### Page extract
■ ■ ■ ■

Fluoride Action Network

Poison in the drinking water

Source: Radio Netherlands Worldwide - English | March 4th, 2009 | By Karen Meirik*
Location: China

Thousands of Chinese people are making their way to Beijing this week to lodge their complaints during the annual sitting of parliament. Some of these grievances will concern the appalling pollution that reaches to the remotest corners of the country.

Only a quarter of China’s surface water is fit for industrial use. For drinking water almost exclusively groundwater is used, but even that is seriously polluted. In the poverty-stricken village of Leifeng, a local drinks manufacturer dumped toxic hydrofluoric acid.

The thousand inhabitants of Leifeng couldn’t have lived in a more remote spot. The village, near the border with Siberia, is covered in a thick layer of snow during the winter. Not surprisingly, then, it is home to a small alcohol factory, which produces ‘baijiu’, the Chinese version of vodka. But the factory proved to be more of a curse than a blessing, as 14-year-old Zhang Guanghui explains:

“My mother worked in the factory for three months. She treated the bottles with acid, so the glass looked frosted. The work made her ill. Now she’s dead. We had to sell our house. My father now works a long way away and I live with my uncle.”

The acid that Guanghui’s mother used to etch to bottles was hydrofluoric acid. The exposure to it during her work, in combination with the polluted drinking water, proved fatal. Because as Guanghui’s neighbour explains, the factory was also dumping large quantities of the chemical in three disused wells in the factory grounds. And thus it entered the groundwater and the wells for drinking water used by the village’s farming families. Guanghui’s mother is the only person to die of the poisoning up to now, but hundreds of villagers are ill.

Brittle bones
Guanghui looks like a boy of ten. The growth of other children in Leifeng has also been retarded by their exposure to the pollutant. Fluoride seems innocent enough but high concentrations in drinking water can cause brittle bones and damage teeth as well as causing memory loss and eye, stomach and liver problems. Chinese research has also indicated that high concentrations of fluoride in children can lead to a reduction in IQ.

Zhang Ruwen (pictured below), Guanghui’s uncle, has been fighting for justice since 2002.

“My sister-in-law died, my nephew is handicapped and my brother left the village and he had psychological problems because of that poison.”

■ ■ ■ ■

### Task item A
Copy the part of the Leifeng fluoride article from "Only a quarter" to "toxic hydrofluoric acid.".
### Task item B
Write the next part of the article on fluoride poisoning in Leifeng, starting right after its final sentence.

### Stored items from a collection
■ ■ ■ ■

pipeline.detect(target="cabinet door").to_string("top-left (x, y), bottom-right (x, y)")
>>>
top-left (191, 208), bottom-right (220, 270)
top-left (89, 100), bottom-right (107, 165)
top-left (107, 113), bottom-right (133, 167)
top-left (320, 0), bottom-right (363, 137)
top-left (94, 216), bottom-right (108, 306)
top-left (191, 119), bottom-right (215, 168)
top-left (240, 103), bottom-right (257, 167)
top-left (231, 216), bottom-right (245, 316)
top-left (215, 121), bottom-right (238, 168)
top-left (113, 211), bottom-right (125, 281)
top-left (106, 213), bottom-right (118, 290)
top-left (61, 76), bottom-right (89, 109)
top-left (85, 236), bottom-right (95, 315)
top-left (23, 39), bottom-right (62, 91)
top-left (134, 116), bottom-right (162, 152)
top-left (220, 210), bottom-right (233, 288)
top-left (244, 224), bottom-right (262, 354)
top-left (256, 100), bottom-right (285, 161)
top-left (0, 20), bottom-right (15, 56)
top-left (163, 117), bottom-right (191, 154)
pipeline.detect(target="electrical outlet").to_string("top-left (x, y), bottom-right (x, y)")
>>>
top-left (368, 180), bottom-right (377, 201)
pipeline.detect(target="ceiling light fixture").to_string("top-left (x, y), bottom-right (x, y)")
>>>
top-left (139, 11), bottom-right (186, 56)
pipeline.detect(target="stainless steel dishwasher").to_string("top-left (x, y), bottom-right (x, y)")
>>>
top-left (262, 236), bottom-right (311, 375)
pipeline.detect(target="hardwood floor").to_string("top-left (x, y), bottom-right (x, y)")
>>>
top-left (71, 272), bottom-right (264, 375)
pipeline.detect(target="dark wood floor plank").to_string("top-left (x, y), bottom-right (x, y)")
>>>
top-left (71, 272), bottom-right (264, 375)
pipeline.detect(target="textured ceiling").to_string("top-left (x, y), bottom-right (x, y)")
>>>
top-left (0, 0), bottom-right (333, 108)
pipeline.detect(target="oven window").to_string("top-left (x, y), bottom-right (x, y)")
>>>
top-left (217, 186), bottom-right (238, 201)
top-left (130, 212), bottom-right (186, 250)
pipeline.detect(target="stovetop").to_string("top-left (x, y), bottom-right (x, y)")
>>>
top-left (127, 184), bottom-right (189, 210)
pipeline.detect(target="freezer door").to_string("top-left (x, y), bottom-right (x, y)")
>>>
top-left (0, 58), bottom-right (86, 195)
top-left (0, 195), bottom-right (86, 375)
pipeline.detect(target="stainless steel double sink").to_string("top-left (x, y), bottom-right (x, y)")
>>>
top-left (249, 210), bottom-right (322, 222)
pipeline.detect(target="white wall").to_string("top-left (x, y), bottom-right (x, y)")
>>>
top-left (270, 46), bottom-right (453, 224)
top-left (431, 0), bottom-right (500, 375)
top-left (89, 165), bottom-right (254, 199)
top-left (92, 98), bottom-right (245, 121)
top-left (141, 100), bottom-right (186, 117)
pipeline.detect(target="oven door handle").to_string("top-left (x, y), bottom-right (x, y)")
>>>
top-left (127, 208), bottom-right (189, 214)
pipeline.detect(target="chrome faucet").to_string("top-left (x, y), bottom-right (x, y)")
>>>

■ ■ ■ ■

### Expected output A
Only a quarter of China’s surface water is fit for industrial use. For drinking water almost exclusively groundwater is used, but even that is seriously polluted. In the poverty-stricken village of Leifeng, a local drinks manufacturer dumped toxic hydrofluoric acid.

### Expected output B
There are tears in his eyes as he tells of his sister-in-law’s deathbed request:

“Your brother can’t do it but you have such a strong sense of justice. After I die, you must get justice for me”.

Mr Zhang, working with a retired lawyer, has compiled a dossier detailing the cases of 25 villagers. The x-rays and medical reports were investigated twice by a university in Beijing. Armed with the dossiers, the two men went to Beijing in 2002 to present their case before the highest national complaints commission. The complaints commission ruled in favour of the villagers from Leifeng and local authorities were forced to agree to solve the case within 10 days.

Very little has happened since then. The director of the regional court has refused to comment on the case. In 2006, free piped water was installed for everybody living within 60 km radius of the factory. A few of the villagers have been awarded damages and even collected the money but only on condition that they will undertake no further legal proceedings. The overwhelming majority of the villagers have received nothing.

The villagers are divided; some of them are too scared to initiate legal proceedings as the director of the factory has got good connections. They say its impossible to win the case as the factory bosses have bribed the authorities and a criminal prosecution as a lost cause despite the strict environmental and pollution laws.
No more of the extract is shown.